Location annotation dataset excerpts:
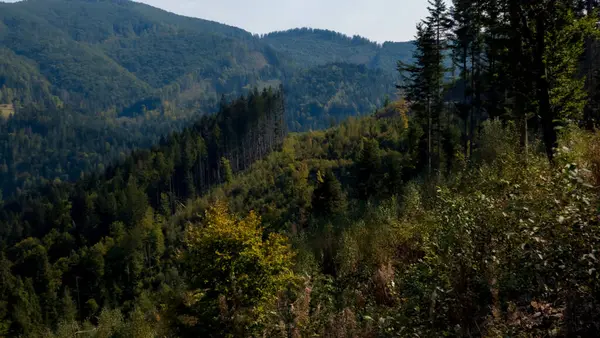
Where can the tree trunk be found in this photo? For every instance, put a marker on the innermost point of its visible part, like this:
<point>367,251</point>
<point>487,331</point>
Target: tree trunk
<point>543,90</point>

Written task: Reproduce the entries with "tree trunk" switched to "lamp post" wherever it occurs and all other text left unchanged, leaving the picture out of your answer.

Full output:
Where can the lamp post be found in this photo? For every instance, put a marker on the innermost point of its visible part, like this:
<point>367,251</point>
<point>487,331</point>
Target: lamp post
<point>543,90</point>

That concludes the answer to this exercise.